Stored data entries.
● ● ● ●
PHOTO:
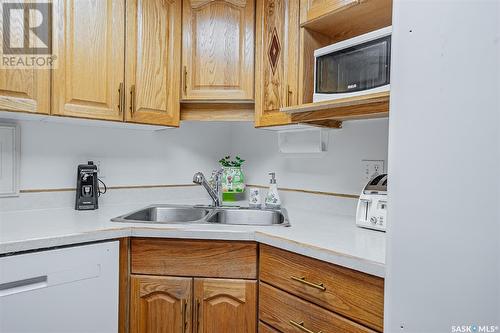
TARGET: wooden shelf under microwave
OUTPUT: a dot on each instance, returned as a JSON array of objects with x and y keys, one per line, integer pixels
[
  {"x": 343, "y": 19},
  {"x": 360, "y": 107}
]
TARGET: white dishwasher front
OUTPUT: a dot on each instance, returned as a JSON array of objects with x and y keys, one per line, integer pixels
[{"x": 65, "y": 290}]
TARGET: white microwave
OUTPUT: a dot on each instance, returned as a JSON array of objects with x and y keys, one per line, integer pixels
[{"x": 353, "y": 67}]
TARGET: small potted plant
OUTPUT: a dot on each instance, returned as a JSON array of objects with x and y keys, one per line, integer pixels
[{"x": 233, "y": 180}]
● ● ● ●
Your assignment. The data is to be printed again exactly, but without its pictures.

Written reply.
PHOTO:
TARGET: wooden shelf under microwave
OUTPUT: a dot on each instance, returned as a JSON array of objects with x and y keys, one per line, integer pixels
[
  {"x": 343, "y": 19},
  {"x": 360, "y": 107}
]
TARGET: white dishwasher front
OUTPUT: a dot on each instance, returned as a JSON array of objects with x and y keys, one per line, integer pixels
[{"x": 65, "y": 290}]
TARGET: white microwave
OUTPUT: a dot on each instance, returned as a JSON array of objects with x and y keys, one per line, integer pixels
[{"x": 353, "y": 67}]
TARGET: small potted plant
OUTPUT: a dot on each instance, returned as a JSON array of objects with x and y keys, one per line, integer pixels
[{"x": 233, "y": 180}]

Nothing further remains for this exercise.